What you have to do » Which rows below contain the string "blue"? Pick out each one and copy it in full. Letter case counts.

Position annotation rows
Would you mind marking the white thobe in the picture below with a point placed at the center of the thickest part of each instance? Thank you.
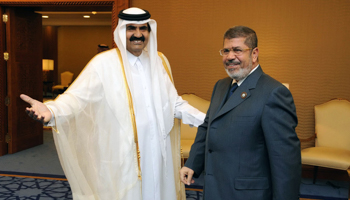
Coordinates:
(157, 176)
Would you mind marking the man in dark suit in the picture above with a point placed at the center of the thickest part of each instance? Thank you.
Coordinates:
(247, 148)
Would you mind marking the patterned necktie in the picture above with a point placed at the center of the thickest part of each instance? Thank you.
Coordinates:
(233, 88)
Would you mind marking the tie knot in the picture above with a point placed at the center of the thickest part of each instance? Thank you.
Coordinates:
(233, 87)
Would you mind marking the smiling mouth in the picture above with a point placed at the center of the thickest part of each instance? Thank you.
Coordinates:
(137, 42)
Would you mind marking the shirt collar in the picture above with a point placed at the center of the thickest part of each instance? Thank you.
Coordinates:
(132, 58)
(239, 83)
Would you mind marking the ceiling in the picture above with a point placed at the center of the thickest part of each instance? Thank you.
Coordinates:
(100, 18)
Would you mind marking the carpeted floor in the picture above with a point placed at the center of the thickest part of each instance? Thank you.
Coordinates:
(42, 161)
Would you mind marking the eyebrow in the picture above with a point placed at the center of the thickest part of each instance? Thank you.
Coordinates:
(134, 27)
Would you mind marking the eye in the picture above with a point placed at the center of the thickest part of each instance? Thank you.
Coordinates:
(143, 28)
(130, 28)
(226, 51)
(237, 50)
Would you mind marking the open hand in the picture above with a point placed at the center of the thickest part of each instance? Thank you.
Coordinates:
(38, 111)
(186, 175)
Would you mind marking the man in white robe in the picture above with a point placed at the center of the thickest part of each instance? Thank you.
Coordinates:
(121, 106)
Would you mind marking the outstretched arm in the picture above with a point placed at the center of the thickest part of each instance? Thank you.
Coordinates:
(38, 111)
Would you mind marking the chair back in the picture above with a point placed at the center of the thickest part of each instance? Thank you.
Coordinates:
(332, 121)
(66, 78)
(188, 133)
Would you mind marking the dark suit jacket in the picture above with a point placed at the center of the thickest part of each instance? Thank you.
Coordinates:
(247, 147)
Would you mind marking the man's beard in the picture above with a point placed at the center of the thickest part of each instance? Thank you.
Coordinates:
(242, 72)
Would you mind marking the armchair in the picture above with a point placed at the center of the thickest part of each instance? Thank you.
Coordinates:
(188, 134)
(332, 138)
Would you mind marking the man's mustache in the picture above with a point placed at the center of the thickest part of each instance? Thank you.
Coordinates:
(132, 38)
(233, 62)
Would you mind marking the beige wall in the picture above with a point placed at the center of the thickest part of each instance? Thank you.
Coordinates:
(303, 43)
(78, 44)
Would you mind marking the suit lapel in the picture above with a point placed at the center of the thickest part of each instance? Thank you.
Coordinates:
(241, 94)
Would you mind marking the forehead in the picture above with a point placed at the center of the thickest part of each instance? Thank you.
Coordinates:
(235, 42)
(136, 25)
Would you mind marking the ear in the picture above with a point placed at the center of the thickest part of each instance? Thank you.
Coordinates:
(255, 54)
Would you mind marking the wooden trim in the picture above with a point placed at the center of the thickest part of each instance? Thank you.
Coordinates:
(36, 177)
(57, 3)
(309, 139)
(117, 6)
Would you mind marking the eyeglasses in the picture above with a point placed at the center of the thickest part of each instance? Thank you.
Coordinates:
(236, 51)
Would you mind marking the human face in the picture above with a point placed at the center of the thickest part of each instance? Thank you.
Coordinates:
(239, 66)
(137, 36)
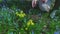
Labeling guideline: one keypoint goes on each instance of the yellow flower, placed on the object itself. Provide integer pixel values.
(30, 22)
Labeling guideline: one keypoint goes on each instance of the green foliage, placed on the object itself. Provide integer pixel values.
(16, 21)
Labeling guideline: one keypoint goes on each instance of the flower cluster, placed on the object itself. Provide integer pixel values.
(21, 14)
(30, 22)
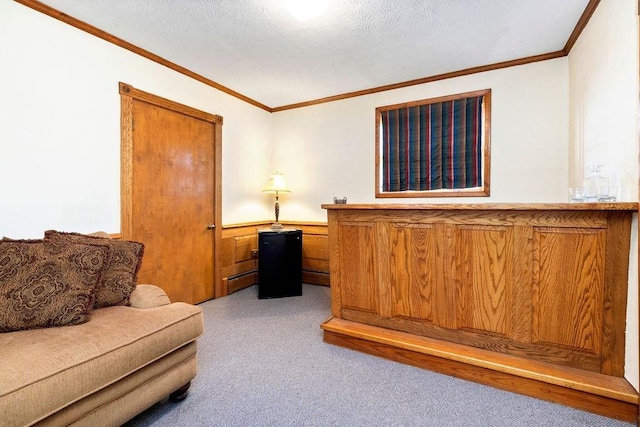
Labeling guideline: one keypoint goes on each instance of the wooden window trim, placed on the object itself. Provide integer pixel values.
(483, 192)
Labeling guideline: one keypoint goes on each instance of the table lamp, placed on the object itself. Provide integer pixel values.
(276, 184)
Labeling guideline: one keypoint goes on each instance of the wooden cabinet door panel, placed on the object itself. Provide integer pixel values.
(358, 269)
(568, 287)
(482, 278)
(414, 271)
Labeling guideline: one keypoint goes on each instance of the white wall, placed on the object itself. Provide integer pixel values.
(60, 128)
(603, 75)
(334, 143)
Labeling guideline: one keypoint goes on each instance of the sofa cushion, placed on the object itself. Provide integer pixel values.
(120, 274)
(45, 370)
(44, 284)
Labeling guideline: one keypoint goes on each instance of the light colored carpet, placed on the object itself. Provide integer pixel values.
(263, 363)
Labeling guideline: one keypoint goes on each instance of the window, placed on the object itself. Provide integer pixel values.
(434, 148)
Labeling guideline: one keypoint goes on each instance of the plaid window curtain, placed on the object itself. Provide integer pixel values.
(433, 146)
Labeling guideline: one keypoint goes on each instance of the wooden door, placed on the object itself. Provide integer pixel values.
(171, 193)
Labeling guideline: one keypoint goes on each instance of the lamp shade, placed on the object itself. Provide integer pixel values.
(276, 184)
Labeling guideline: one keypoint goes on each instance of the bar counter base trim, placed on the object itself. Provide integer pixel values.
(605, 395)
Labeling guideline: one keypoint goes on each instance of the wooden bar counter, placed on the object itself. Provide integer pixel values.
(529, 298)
* * *
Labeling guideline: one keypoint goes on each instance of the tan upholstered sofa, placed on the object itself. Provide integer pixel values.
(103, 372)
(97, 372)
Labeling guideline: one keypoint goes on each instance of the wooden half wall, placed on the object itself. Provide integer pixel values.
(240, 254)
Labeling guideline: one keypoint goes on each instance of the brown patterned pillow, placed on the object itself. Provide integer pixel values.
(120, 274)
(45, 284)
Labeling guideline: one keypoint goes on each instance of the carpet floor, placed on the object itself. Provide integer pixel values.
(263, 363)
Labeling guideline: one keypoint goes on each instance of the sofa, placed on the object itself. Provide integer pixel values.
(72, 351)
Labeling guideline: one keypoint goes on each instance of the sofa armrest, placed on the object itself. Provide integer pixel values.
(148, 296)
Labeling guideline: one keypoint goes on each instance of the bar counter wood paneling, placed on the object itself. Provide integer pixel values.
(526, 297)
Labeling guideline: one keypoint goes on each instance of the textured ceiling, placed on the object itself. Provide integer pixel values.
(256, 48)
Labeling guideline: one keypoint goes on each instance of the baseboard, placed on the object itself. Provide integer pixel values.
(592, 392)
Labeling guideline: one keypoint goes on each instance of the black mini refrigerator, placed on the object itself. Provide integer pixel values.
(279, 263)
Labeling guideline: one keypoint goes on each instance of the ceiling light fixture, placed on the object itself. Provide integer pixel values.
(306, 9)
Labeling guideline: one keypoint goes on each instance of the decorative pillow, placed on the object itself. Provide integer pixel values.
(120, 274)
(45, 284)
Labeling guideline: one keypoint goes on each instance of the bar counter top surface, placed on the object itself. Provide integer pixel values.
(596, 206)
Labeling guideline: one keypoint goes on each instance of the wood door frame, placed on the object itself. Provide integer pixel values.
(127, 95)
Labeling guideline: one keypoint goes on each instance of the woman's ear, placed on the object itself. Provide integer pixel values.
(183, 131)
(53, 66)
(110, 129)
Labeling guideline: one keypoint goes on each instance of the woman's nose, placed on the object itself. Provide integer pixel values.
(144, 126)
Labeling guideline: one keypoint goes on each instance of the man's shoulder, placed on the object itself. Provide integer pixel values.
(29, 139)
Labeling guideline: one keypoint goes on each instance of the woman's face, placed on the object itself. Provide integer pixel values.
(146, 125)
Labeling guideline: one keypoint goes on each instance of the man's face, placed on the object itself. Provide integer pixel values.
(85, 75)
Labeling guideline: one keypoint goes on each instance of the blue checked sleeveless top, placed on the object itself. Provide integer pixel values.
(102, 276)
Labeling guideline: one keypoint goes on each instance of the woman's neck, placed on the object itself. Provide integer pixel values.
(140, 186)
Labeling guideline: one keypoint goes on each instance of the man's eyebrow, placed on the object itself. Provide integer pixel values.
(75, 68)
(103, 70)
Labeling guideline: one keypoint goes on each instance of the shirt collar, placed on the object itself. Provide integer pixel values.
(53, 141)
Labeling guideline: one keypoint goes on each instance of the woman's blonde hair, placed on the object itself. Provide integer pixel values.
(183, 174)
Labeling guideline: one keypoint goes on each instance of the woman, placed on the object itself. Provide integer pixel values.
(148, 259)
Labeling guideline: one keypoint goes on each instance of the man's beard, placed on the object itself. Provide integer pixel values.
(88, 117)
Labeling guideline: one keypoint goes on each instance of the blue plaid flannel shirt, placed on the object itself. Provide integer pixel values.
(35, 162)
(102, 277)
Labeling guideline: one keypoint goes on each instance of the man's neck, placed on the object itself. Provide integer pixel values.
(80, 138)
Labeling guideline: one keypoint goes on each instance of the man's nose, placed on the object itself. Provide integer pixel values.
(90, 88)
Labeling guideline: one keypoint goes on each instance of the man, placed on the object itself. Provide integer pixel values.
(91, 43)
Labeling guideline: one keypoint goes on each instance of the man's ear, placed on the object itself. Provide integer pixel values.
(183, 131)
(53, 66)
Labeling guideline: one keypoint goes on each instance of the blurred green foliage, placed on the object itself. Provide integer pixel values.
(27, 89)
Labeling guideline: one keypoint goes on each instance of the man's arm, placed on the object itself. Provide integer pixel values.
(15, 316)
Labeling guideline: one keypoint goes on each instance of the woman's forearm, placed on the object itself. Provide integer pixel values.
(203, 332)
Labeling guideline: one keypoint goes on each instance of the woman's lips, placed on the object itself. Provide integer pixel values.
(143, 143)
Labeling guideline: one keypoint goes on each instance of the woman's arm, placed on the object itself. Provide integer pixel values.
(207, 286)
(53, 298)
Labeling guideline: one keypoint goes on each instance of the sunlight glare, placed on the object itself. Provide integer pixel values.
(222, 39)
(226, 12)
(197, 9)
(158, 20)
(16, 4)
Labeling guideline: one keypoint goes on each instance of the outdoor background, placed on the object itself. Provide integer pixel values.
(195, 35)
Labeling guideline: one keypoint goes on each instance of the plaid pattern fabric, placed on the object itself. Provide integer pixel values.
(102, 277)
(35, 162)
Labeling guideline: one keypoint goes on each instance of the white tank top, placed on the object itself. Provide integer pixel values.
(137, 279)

Result of the exercise »
Labeling guideline: one keypoint goes on each instance of the blue checked sleeveless top, placed on the object itself. Provide integer pixel values.
Labeling guideline: one keypoint goes on each instance of the blue plaid flannel shirt, placed on the object itself. Provide integer pixel values.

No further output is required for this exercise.